WRITTEN EXERCISE
Reproduce the data starting at the line containing "Place one keypoint per instance of the green" and ending at the last line, with every "keypoint" replaced by "marker" and nothing else altered. Return only those lines.

Entries from a point annotation set
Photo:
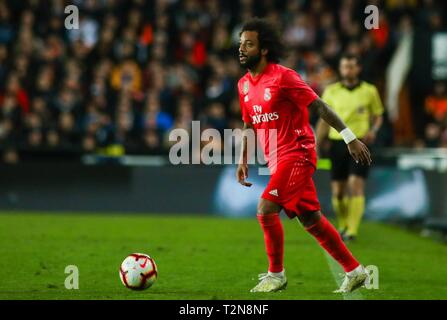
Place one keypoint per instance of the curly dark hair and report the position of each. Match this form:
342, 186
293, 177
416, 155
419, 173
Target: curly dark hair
268, 36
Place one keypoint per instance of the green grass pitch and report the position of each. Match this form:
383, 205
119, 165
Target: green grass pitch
200, 258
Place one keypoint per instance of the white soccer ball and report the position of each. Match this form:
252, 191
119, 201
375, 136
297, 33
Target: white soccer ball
138, 271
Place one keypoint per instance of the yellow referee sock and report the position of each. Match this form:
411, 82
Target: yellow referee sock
341, 211
356, 209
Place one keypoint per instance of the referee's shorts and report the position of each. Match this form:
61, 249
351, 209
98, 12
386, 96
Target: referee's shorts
343, 165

FINAL ANSWER
Place one marker per instance of the green grass pitch and report the position of each. Match this form:
383, 205
119, 165
Target: green grass pitch
200, 258
Place one marker per instance of the white soccer ball and report the position of each. Match this form:
252, 191
119, 201
375, 136
297, 33
Target: white soccer ball
138, 271
Place one marker per instance of the yellow referee sock and report the position of each. Match this form:
411, 82
Target: yellow referee sock
341, 211
356, 209
Place one marker per instance of the referee's shorts and report the position of each. Match this form:
61, 249
351, 209
98, 12
386, 96
Target: referee's shorts
343, 165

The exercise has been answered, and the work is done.